▸ **Problem to solve**
Return every line of the listing, exactly as it reads.

▸ **Given information**
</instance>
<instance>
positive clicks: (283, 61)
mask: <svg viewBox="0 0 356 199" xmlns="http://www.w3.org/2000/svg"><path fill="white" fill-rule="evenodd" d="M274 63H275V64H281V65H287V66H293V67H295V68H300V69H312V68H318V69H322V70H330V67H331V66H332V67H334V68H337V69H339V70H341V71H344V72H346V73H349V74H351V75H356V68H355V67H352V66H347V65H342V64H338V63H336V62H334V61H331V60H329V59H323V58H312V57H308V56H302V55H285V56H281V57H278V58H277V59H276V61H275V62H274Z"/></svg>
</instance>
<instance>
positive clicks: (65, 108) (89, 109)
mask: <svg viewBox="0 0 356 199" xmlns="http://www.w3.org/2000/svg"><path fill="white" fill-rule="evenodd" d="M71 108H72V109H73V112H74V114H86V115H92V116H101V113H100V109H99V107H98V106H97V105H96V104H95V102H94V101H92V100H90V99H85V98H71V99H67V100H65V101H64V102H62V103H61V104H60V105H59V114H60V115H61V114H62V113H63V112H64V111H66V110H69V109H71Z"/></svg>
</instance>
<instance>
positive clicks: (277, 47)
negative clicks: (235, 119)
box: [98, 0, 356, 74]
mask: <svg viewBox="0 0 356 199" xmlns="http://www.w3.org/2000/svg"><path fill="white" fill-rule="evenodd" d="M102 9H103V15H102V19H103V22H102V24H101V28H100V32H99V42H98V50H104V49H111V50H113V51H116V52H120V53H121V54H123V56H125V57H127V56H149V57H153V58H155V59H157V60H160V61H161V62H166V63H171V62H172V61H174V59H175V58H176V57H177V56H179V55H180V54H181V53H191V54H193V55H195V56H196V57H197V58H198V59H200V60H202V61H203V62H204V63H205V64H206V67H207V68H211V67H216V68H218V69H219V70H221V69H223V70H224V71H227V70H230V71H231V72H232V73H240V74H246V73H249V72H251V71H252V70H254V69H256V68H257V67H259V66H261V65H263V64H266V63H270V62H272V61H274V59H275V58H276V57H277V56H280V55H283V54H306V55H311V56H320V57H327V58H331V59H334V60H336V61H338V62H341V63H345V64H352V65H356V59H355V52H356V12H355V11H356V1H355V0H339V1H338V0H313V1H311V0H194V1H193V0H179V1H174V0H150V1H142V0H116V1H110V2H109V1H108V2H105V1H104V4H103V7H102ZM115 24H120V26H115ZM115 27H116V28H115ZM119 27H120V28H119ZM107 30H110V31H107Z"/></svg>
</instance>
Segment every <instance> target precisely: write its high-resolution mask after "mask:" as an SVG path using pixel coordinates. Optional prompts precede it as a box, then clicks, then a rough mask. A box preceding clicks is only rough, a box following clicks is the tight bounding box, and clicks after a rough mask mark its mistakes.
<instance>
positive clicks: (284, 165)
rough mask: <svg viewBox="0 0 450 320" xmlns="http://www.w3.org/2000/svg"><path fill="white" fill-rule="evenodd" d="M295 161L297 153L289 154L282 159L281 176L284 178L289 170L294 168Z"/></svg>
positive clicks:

▸ **Response to the exercise**
</instance>
<instance>
positive clicks: (283, 61)
mask: <svg viewBox="0 0 356 199" xmlns="http://www.w3.org/2000/svg"><path fill="white" fill-rule="evenodd" d="M274 63H275V64H281V65H287V66H293V67H295V68H300V69H312V68H318V69H322V70H330V67H331V66H332V67H334V68H337V69H339V70H341V71H344V72H346V73H349V74H351V75H356V68H355V67H352V66H347V65H342V64H338V63H336V62H334V61H331V60H329V59H323V58H312V57H308V56H302V55H285V56H281V57H278V58H277V59H276V61H275V62H274Z"/></svg>
</instance>
<instance>
positive clicks: (65, 108) (89, 109)
mask: <svg viewBox="0 0 356 199" xmlns="http://www.w3.org/2000/svg"><path fill="white" fill-rule="evenodd" d="M71 108H72V109H73V112H74V114H86V115H92V116H101V113H100V109H99V107H98V106H97V105H96V104H95V102H94V101H92V100H90V99H85V98H71V99H67V100H65V101H64V102H62V103H61V104H60V105H59V114H60V115H61V114H62V113H63V112H64V111H66V110H69V109H71Z"/></svg>
</instance>
<instance>
positive clicks: (277, 47)
negative clicks: (235, 119)
box: [98, 0, 356, 74]
mask: <svg viewBox="0 0 356 199" xmlns="http://www.w3.org/2000/svg"><path fill="white" fill-rule="evenodd" d="M102 9H103V15H102V19H103V22H102V24H101V28H100V32H99V42H98V50H104V49H111V50H113V51H116V52H120V53H121V54H123V56H125V57H127V56H149V57H153V58H155V59H157V60H160V61H161V62H166V63H171V62H172V61H174V59H175V58H176V57H177V56H179V55H180V54H181V53H191V54H193V55H195V56H196V57H197V58H198V59H200V60H202V61H203V62H204V63H205V64H206V67H207V68H211V67H216V68H218V69H219V70H221V69H223V70H224V71H227V70H230V71H231V72H232V73H240V74H246V73H249V72H251V71H252V70H254V69H256V68H257V67H259V66H261V65H263V64H266V63H270V62H272V61H274V59H275V58H276V57H277V56H280V55H283V54H306V55H311V56H320V57H327V58H331V59H334V60H336V61H338V62H341V63H345V64H352V65H356V59H355V52H356V12H355V11H356V1H355V0H339V1H338V0H313V1H311V0H194V1H193V0H179V1H174V0H150V1H142V0H116V1H110V2H109V1H108V2H105V1H104V4H103V7H102ZM115 24H120V26H115ZM115 27H116V28H115ZM119 27H120V28H119ZM107 30H110V31H107Z"/></svg>
</instance>
Segment every <instance> target precisely: write its high-resolution mask after "mask:" as an SVG path using pixel coordinates. Optional prompts precede it as a box, then clicks, then a rough mask. A box preceding clicks is only rough, a box following clicks is the tight bounding box, and clicks after a rough mask mark its mistakes.
<instance>
positive clicks: (284, 165)
rough mask: <svg viewBox="0 0 450 320" xmlns="http://www.w3.org/2000/svg"><path fill="white" fill-rule="evenodd" d="M295 161L297 153L289 154L282 159L281 176L284 178L289 170L294 168Z"/></svg>
positive clicks:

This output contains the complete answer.